■ ASSIGNED TASK
The lines to be copied are those below that contain "running".

TASK DATA: Begin

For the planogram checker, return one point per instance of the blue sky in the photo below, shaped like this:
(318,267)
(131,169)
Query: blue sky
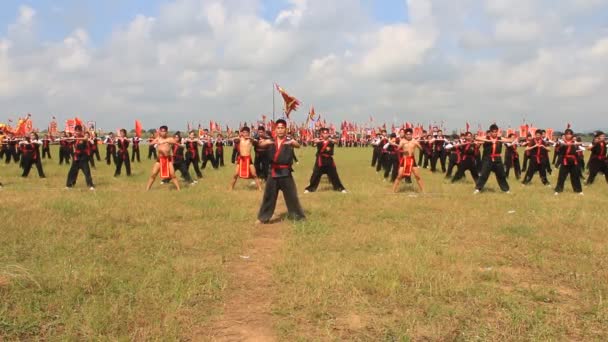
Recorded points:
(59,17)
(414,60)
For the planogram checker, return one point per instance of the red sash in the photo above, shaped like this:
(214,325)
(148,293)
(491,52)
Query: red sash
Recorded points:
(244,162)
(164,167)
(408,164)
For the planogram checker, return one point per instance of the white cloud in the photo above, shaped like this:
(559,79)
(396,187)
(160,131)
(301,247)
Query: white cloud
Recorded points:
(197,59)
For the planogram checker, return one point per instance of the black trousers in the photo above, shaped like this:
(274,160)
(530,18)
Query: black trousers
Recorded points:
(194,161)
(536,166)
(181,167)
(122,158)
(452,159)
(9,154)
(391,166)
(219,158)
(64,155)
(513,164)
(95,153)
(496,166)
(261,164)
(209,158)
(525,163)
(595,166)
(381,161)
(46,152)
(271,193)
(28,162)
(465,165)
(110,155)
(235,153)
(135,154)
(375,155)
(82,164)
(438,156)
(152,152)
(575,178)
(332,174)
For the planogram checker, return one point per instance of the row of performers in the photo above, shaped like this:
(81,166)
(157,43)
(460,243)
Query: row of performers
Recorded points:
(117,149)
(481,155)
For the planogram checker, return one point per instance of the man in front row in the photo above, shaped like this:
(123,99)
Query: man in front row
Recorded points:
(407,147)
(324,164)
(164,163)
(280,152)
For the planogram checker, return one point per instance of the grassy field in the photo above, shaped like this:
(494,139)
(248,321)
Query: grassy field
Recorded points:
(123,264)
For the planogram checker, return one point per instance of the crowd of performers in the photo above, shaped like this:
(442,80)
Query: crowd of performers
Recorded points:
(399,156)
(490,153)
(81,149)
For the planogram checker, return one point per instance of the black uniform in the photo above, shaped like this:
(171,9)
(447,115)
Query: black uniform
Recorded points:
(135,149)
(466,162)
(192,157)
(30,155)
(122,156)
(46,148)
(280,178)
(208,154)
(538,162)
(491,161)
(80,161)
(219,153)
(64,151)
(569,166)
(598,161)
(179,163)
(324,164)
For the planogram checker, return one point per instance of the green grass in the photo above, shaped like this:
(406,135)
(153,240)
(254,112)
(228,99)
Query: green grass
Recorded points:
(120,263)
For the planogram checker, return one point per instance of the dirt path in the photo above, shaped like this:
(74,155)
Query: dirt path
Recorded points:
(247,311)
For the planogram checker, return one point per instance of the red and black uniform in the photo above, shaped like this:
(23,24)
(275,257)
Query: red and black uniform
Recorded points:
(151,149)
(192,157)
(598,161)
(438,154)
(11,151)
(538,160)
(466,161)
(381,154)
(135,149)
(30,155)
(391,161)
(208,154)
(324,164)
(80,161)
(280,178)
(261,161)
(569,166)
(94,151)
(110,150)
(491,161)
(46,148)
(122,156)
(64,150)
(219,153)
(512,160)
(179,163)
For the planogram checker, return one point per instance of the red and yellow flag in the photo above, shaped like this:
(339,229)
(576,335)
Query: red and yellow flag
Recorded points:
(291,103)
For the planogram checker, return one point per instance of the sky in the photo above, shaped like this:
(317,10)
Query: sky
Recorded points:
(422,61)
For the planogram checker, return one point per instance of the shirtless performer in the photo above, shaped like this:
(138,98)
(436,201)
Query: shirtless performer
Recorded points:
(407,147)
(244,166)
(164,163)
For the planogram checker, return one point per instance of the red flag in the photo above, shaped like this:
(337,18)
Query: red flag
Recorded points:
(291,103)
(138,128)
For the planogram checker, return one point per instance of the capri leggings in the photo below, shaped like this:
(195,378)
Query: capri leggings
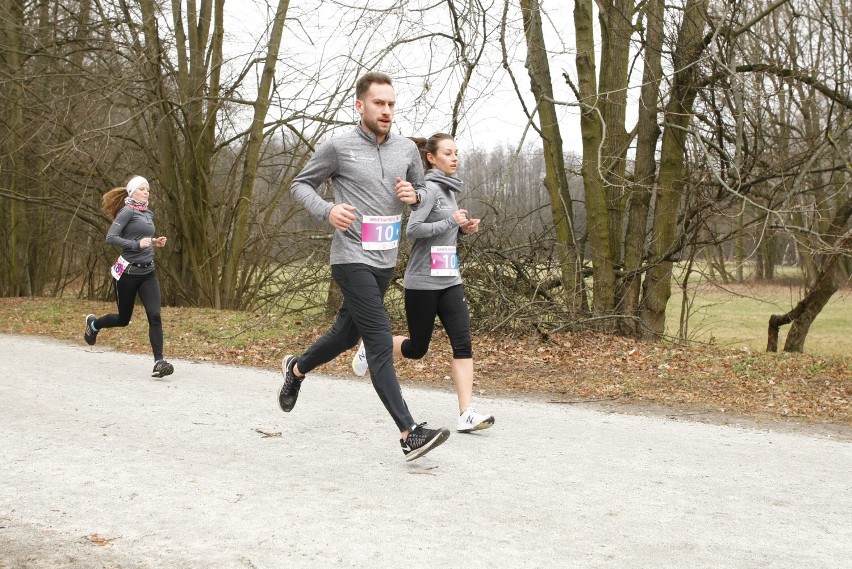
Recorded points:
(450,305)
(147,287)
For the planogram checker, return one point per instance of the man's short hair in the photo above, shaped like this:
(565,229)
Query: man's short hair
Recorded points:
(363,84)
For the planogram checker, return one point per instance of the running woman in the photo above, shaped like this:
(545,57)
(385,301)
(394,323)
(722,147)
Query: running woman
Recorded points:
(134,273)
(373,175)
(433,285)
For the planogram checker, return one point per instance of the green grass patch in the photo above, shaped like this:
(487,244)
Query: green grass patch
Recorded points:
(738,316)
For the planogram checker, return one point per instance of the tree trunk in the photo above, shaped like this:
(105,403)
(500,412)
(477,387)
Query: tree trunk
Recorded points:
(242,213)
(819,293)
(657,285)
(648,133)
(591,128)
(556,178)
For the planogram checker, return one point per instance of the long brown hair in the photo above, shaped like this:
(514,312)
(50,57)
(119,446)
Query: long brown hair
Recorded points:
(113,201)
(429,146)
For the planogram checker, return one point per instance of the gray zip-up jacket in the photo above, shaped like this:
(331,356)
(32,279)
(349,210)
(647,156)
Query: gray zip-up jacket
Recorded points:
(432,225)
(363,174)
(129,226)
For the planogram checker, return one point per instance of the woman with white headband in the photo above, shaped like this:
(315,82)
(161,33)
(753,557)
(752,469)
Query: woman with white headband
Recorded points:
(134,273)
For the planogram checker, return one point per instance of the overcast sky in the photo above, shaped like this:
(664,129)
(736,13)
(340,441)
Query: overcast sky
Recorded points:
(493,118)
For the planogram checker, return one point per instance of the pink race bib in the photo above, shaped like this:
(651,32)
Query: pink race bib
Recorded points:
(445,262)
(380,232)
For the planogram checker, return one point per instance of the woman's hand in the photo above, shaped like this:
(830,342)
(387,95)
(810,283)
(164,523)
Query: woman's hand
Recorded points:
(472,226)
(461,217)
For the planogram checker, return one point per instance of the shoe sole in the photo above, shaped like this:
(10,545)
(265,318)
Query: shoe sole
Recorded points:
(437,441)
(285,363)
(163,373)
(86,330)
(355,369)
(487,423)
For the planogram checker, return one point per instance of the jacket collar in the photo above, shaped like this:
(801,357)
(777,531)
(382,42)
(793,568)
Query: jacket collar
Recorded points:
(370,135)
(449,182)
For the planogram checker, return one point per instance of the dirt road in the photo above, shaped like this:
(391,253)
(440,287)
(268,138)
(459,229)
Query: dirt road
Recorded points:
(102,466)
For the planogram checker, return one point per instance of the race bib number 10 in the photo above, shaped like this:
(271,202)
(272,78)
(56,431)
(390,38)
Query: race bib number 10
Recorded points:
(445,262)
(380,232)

TASK DATA: End

■ ANSWER
For the planogram checker, return one point per instance of the running woman in the photo above, shaped like this:
Query: running woman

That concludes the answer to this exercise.